**What you will do**
Can you arrange every line of the records below as a JSON list of strings, one string per line, with blank lines left out?

(Extracted records)
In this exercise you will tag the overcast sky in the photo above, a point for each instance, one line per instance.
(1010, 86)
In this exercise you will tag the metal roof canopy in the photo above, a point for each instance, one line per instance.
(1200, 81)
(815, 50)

**Response**
[
  "In this exercise you will tag the overcast sky in the photo above, a point for each instance, one line per instance.",
  "(1010, 86)",
  "In this exercise you will tag the metal roof canopy in the photo above, a point for each instance, one line per instance.",
  "(1200, 81)",
  "(815, 50)"
]